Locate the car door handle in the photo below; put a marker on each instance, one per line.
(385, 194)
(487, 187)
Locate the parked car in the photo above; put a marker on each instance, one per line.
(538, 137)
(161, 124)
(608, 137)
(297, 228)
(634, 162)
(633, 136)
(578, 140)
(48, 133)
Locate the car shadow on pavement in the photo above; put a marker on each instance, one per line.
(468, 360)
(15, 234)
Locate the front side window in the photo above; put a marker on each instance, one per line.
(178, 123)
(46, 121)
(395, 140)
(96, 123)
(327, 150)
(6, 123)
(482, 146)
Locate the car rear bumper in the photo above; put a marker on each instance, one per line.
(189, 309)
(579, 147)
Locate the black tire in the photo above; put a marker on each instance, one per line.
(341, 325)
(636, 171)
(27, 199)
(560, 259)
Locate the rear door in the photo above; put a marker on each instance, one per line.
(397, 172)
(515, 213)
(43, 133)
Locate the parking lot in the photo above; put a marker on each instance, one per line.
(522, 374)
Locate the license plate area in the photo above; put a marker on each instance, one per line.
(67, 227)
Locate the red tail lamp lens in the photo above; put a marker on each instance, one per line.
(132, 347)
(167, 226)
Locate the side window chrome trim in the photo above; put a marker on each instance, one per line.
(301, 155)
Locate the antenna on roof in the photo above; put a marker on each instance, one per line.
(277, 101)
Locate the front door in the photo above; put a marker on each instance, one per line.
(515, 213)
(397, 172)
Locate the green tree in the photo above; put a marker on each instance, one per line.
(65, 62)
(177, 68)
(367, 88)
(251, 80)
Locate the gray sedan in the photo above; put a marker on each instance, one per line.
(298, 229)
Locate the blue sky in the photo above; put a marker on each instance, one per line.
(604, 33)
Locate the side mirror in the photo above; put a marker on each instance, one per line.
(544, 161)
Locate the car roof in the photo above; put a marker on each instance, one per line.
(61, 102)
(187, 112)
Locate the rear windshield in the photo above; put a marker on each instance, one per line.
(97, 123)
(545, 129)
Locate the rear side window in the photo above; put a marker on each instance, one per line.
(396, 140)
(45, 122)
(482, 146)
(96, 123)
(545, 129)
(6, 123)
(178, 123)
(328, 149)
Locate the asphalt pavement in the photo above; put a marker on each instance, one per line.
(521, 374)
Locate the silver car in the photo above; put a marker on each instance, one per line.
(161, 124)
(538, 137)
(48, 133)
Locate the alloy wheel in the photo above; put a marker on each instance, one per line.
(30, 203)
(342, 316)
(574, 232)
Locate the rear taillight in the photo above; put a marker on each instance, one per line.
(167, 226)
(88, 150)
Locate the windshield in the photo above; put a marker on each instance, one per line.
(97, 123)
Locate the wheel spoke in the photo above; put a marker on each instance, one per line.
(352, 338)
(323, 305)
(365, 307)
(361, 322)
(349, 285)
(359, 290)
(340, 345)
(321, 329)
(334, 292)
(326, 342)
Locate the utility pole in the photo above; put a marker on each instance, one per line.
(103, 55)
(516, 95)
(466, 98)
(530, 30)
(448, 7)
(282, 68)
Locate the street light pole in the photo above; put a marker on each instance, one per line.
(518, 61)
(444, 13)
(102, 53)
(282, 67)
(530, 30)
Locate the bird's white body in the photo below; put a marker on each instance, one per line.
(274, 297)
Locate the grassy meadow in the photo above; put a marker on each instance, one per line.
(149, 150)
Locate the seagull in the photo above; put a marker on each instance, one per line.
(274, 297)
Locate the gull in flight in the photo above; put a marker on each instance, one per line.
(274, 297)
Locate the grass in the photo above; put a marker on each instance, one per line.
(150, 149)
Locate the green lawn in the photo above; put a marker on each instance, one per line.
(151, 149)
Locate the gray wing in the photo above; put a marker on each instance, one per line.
***
YOUR TASK: Send back all of the entries exactly, with nothing missing.

THE SOLUTION:
Locate the car door handle in the photo below; put a marker on each instance, one per line.
(385, 194)
(487, 187)
Locate the parked car in the photo above; put a marker on each instance, one per line.
(538, 137)
(161, 124)
(608, 137)
(297, 228)
(634, 162)
(633, 136)
(578, 140)
(48, 133)
Locate the car shadow on pavement in the photo above; put a marker on each instance, one per line.
(468, 360)
(15, 234)
Locate the front side window in the photo above; put a marker on each instance, one per line.
(178, 123)
(46, 121)
(395, 140)
(96, 123)
(327, 150)
(6, 123)
(482, 146)
Locate the car rear bumper in the photo above; put a marker on each instance, one per line.
(189, 309)
(579, 147)
Locate the black tire in the photo above; put a marker on each instance, one per line.
(341, 325)
(636, 171)
(27, 199)
(560, 259)
Locate the rear door in the photo above; put a marker on each instance, one per line.
(397, 172)
(515, 213)
(43, 133)
Locate the parking lot in the photo above; put a marker on each instance, one per line.
(522, 374)
Locate the license plate area in the photo above; put a marker on each instance, one per line.
(67, 227)
Locate the red tail lamp lens in the photo above; put a marker on each instance, one per line.
(132, 347)
(167, 226)
Locate the side window chrome trim in the photo above; put a marker on each instance, one per line.
(301, 155)
Locate the antenna on roof in the photo above; put a marker on each instance, one per line.
(277, 101)
Locate the front door in the photo above; put a marker on each instance, one per line.
(515, 213)
(397, 172)
Locate the green tree in the photo above; put a marker on each instance, one per line.
(65, 62)
(177, 68)
(367, 88)
(251, 80)
Locate the gray sedan in the photo above; put a marker on each instance, one per line.
(298, 229)
Locate the blue sky in the photo above; put a marker on each instance, one per line.
(604, 33)
Locate the side mirror in the photo above; put a marker on each instance, one per line.
(544, 161)
Locate the car roof in the photo above; put a marker on each instance, one per line.
(61, 102)
(187, 112)
Locate the rear windshield in the photo above; put a marker on each instance, one per line.
(97, 123)
(545, 129)
Locate the rear side window in the photo above; put a marker on each instance, one per line.
(396, 140)
(45, 122)
(482, 146)
(96, 123)
(545, 129)
(6, 123)
(178, 123)
(328, 149)
Locate the asphalt pavement in the photo above; put a marker on each instance, one per line.
(521, 374)
Locate the silver car in the photo above; put a marker on each instance, one per line.
(161, 124)
(538, 137)
(48, 133)
Locate the alloy wheel in the photo above; put a marker on each instance, one per line.
(30, 203)
(342, 316)
(574, 232)
Locate the rear taillight in the photo above; put a marker on each instance, one per line.
(167, 226)
(88, 150)
Locate the windshield in the photo above; put a marker on each instance, one per line.
(97, 123)
Locate the wheel spoke in the photo above; put a marker on each instance, one per line.
(352, 338)
(323, 305)
(365, 307)
(361, 322)
(349, 285)
(359, 290)
(340, 345)
(321, 329)
(334, 292)
(326, 342)
Locate the utility pole in the photo above; put a marker on each instance, one per line.
(103, 55)
(516, 95)
(466, 98)
(530, 30)
(448, 7)
(282, 68)
Locate the street light pole in the photo above; put a marker on each instance, one per line.
(518, 61)
(444, 13)
(102, 53)
(282, 67)
(530, 30)
Locate the bird's white body in the photo below; put a marker on each instance, one per line.
(274, 297)
Locate the grassy meadow in the photo above; put a marker on each instance, one per line.
(149, 150)
Locate the seagull in the photo above; put a marker on each instance, one per line.
(274, 297)
Locate the gull in flight in the photo above; put a marker on each instance, one per line.
(274, 297)
Locate the grass in the photo above; put a marker on each instance, one per line.
(150, 149)
Locate the green lawn in the photo above; put a marker on each instance, one per line.
(151, 149)
Locate the gray wing in the photo above; put a marker on each instance, one per line.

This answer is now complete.